■ WHAT YOU HAVE TO DO ■
Check every line of the data below for "black". Copy each one that has it.

-------- STUDY MATERIAL --------

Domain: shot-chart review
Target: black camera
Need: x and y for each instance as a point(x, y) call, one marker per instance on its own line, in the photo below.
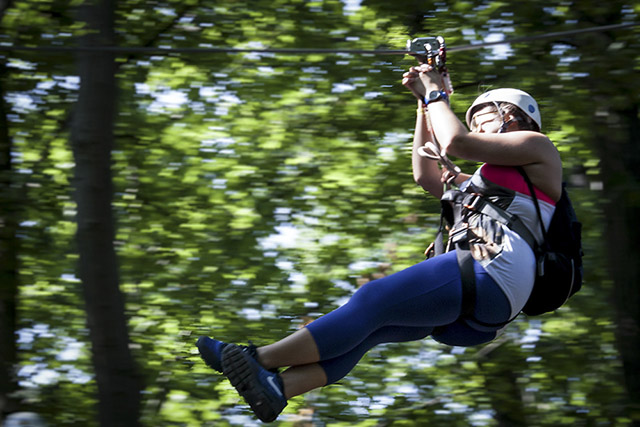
point(428, 50)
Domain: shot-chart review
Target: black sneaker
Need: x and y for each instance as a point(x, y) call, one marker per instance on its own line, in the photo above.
point(262, 389)
point(211, 352)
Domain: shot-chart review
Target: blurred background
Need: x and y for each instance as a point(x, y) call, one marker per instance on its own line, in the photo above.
point(154, 189)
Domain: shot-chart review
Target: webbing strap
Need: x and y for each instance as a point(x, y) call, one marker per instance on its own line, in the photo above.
point(468, 277)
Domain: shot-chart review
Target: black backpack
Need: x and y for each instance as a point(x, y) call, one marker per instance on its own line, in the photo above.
point(559, 270)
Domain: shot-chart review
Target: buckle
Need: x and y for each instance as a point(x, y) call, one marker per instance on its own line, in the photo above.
point(474, 204)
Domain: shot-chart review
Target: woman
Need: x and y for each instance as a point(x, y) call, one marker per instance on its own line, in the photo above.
point(426, 299)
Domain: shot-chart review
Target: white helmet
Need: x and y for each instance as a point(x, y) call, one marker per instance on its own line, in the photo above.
point(519, 98)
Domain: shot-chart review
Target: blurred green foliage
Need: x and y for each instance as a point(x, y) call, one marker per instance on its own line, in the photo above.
point(255, 192)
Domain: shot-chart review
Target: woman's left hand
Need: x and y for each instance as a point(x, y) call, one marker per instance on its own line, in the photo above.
point(431, 78)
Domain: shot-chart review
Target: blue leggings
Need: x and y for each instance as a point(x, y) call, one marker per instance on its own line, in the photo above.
point(422, 300)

--------

■ EXERCISE OUTPUT ■
Target: black camera
Target: black sneaker
Target: black backpack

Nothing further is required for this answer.